---------- RECORDS FOR THE EXERCISE ----------
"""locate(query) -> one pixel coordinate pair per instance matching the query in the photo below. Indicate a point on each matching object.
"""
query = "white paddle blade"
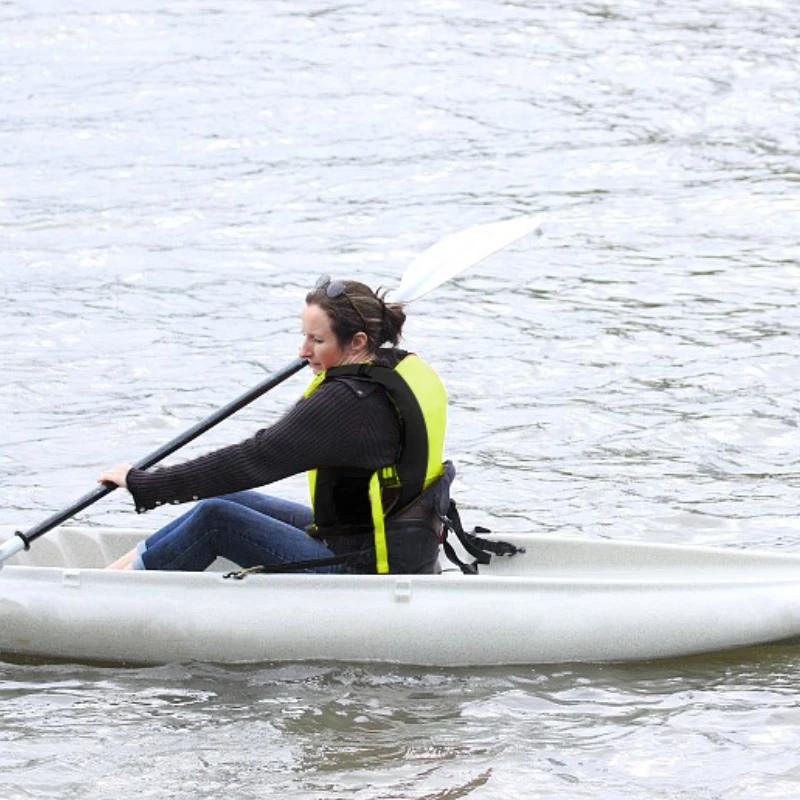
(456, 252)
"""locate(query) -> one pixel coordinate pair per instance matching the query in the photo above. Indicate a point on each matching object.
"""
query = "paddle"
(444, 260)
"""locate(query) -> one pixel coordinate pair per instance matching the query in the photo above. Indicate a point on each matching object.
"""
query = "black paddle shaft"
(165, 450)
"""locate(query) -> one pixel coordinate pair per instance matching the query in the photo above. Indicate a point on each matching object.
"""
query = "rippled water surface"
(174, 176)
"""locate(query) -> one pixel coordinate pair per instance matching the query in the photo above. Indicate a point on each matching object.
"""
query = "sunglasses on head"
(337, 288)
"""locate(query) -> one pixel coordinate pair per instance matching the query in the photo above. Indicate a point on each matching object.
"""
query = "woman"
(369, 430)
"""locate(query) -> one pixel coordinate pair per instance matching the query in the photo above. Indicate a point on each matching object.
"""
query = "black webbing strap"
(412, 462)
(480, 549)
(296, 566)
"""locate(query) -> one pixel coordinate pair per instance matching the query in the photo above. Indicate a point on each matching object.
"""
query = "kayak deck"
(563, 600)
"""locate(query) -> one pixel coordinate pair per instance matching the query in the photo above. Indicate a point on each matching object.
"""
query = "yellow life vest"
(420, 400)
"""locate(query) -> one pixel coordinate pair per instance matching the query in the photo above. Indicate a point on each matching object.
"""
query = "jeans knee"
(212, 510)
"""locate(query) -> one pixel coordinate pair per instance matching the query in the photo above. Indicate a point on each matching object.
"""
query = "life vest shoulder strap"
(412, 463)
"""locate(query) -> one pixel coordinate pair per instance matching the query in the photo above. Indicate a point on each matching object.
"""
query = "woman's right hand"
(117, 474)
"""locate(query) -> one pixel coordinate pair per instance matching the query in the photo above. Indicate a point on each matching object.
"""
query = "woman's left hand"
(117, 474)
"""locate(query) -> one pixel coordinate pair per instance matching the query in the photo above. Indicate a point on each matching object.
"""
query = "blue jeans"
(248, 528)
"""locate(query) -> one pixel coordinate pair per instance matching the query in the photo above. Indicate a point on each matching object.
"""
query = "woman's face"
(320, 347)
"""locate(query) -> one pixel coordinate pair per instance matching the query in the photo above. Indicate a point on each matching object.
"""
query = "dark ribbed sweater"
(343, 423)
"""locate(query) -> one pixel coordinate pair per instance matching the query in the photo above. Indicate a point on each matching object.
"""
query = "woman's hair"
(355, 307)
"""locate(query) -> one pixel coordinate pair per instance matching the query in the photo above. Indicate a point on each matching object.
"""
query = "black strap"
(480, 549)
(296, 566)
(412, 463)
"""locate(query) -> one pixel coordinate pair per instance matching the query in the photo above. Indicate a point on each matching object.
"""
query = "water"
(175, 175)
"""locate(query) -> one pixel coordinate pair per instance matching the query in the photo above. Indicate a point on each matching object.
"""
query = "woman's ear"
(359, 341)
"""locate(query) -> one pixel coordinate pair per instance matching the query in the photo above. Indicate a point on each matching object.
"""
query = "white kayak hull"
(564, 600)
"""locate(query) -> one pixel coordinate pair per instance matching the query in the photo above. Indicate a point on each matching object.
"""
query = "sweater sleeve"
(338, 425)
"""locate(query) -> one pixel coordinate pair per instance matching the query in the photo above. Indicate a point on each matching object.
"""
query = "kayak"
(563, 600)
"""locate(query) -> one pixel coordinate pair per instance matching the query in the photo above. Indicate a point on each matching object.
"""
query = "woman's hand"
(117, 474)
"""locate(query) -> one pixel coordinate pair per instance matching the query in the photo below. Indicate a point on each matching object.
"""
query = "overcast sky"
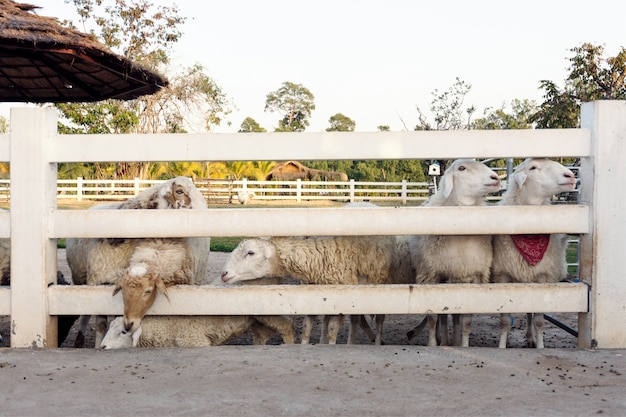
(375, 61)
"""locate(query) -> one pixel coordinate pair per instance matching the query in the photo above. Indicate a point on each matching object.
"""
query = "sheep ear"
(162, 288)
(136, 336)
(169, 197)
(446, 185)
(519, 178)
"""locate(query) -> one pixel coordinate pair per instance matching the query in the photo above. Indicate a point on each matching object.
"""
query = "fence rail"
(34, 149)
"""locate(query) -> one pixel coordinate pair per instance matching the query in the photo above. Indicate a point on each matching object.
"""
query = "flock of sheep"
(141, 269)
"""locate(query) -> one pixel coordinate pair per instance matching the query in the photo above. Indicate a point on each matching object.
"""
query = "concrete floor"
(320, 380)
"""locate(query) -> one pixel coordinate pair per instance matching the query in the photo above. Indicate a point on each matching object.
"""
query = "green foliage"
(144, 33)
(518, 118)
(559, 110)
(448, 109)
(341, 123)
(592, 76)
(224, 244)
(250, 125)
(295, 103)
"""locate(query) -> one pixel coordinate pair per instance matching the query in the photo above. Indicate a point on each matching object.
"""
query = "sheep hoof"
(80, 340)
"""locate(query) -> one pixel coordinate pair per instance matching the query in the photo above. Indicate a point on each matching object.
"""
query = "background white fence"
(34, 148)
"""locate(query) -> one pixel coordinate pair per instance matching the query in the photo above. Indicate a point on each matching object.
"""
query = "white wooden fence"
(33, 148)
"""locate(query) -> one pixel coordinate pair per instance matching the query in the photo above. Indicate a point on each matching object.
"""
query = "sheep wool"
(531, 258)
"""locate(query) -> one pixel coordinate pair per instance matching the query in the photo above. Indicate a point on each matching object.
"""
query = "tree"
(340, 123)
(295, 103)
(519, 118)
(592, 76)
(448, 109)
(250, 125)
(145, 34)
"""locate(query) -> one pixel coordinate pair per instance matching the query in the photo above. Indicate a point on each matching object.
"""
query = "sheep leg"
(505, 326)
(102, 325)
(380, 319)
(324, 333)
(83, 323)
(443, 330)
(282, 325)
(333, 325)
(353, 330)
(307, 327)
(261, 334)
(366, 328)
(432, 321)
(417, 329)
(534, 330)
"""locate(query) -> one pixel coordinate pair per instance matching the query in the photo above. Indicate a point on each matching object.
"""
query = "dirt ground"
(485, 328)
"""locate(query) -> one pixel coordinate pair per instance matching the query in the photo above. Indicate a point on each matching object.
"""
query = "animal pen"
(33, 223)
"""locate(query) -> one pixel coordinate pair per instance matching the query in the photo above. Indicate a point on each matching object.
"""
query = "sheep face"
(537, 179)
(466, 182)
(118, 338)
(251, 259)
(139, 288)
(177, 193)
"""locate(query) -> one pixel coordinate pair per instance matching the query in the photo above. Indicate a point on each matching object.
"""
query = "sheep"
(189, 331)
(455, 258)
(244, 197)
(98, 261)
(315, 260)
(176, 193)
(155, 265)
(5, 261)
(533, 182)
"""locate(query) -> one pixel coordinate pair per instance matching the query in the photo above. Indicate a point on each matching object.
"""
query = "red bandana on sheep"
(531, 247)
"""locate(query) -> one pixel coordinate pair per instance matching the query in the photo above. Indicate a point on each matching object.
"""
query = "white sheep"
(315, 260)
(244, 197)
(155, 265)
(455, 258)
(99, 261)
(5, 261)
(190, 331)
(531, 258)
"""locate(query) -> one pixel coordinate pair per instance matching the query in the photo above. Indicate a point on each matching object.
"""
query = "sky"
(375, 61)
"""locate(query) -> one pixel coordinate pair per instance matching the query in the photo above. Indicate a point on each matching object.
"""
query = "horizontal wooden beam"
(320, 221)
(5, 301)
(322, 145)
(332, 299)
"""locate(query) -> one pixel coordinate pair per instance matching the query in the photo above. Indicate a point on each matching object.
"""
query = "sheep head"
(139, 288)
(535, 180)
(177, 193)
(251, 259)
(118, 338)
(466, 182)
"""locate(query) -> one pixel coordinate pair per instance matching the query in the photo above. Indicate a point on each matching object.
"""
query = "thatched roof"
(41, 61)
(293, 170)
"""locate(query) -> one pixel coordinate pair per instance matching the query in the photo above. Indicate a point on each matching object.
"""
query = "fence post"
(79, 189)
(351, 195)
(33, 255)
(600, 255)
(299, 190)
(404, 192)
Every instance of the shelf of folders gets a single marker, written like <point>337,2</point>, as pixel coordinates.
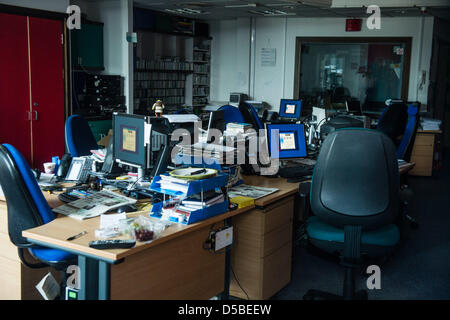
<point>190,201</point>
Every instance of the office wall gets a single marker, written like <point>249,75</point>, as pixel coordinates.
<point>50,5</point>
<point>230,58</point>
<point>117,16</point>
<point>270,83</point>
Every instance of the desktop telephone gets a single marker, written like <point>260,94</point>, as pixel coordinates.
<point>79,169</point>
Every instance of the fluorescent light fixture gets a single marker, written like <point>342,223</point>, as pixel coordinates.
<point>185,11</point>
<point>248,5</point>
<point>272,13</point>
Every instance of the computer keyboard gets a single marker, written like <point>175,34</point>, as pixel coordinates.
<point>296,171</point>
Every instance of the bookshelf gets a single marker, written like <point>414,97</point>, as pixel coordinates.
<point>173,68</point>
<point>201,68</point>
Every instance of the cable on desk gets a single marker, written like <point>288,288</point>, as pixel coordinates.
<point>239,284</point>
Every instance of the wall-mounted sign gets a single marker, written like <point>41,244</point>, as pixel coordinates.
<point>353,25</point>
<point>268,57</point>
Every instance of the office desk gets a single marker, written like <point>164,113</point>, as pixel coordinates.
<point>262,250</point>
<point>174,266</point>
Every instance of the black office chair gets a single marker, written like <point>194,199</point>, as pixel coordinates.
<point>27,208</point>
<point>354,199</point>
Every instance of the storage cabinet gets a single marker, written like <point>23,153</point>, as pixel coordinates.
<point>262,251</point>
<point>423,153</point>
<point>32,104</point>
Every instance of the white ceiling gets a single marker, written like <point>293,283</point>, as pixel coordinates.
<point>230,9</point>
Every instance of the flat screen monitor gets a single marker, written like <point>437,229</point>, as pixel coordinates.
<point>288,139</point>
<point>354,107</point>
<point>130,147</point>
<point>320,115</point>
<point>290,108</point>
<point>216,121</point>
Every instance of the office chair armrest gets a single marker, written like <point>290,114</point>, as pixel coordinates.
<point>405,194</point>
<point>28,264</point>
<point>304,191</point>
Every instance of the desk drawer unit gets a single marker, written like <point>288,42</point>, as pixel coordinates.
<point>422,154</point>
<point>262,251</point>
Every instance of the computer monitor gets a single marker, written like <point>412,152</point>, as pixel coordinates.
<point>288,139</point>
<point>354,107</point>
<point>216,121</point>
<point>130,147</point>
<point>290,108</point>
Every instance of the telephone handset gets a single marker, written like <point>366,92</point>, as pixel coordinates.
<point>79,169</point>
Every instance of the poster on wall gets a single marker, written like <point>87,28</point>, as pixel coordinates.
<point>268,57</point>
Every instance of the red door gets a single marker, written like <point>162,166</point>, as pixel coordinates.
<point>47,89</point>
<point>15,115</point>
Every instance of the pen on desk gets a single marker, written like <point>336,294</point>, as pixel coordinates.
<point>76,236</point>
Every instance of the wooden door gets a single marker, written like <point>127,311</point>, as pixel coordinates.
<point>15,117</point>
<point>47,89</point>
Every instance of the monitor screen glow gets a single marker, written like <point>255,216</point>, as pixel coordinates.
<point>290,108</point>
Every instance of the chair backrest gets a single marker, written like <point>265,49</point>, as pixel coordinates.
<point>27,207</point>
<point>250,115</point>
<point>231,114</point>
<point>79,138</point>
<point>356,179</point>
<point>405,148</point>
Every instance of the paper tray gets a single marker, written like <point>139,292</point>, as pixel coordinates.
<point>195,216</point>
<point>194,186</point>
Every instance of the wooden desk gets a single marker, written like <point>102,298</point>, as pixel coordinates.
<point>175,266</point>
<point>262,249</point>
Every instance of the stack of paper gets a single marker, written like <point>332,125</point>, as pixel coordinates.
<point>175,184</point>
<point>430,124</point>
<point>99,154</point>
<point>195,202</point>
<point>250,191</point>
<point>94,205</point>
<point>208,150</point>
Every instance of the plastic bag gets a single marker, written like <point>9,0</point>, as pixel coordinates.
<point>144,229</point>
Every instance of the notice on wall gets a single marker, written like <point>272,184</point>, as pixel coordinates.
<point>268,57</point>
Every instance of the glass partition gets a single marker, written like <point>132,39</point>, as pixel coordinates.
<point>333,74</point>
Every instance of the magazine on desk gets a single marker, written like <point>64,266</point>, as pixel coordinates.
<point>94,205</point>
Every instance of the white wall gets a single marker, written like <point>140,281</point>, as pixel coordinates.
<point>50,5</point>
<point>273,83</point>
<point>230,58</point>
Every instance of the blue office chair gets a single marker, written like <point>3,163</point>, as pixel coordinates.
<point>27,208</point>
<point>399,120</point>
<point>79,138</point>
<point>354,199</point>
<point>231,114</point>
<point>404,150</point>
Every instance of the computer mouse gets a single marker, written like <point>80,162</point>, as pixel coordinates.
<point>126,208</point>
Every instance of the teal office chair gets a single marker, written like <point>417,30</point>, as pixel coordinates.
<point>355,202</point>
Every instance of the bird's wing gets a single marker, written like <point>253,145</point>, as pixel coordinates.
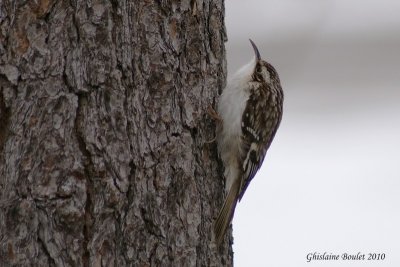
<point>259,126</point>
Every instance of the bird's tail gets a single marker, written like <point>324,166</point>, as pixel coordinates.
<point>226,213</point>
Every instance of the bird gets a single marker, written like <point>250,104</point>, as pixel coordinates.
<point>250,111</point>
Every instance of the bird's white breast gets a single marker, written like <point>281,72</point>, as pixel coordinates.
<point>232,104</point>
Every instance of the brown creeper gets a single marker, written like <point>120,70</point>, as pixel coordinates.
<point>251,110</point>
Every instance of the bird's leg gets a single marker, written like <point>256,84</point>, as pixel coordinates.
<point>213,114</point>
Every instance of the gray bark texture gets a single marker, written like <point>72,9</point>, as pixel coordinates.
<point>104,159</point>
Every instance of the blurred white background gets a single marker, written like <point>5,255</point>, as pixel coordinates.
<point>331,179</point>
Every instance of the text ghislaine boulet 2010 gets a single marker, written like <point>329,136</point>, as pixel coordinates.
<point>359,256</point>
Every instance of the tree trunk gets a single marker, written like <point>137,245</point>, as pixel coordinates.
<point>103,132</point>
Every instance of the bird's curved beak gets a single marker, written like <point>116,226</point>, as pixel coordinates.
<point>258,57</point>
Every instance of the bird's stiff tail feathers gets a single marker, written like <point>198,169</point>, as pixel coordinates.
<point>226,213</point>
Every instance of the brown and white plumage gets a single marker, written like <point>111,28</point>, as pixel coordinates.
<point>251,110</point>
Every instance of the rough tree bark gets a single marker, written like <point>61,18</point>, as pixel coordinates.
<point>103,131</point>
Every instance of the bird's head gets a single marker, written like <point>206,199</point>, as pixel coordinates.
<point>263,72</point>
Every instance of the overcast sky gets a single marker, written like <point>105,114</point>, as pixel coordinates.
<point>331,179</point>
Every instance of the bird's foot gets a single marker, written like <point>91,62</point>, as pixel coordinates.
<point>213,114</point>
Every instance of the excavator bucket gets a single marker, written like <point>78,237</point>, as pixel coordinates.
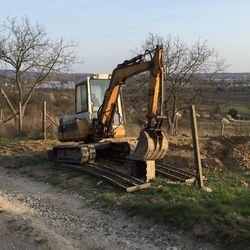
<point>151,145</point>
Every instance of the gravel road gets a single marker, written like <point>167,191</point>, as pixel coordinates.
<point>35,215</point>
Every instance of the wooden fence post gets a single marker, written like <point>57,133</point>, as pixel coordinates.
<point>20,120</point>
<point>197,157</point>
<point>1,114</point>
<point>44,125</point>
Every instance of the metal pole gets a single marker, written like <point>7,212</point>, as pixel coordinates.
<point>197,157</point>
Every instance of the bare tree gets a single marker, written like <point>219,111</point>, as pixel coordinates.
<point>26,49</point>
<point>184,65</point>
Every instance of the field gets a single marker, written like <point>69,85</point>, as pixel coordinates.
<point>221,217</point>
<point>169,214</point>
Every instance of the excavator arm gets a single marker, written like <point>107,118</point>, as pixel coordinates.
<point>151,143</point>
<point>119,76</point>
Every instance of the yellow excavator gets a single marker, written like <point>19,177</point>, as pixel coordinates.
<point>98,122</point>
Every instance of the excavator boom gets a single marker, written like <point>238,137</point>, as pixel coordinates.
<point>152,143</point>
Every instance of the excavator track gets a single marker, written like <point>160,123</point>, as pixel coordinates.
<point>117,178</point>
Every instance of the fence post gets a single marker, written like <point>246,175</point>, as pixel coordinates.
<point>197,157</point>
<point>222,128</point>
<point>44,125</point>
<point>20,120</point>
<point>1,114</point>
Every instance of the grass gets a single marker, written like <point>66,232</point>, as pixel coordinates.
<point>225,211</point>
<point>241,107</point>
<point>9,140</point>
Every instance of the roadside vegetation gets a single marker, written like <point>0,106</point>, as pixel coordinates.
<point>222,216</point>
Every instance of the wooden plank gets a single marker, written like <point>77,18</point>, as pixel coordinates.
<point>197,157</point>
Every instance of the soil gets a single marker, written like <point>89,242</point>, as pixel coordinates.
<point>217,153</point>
----------
● **EXERCISE OBJECTIVE**
All lines from the one with "Every instance of the wooden plank" to the end of the records must be set down exactly. Skip every line before it.

● **TASK OUTPUT**
Every instance of the wooden plank gets a single marker, written like <point>77,18</point>, as pixel coordinates.
<point>197,157</point>
Every instance of the soil gets a single marker, written like <point>89,242</point>, as pixel coordinates.
<point>217,153</point>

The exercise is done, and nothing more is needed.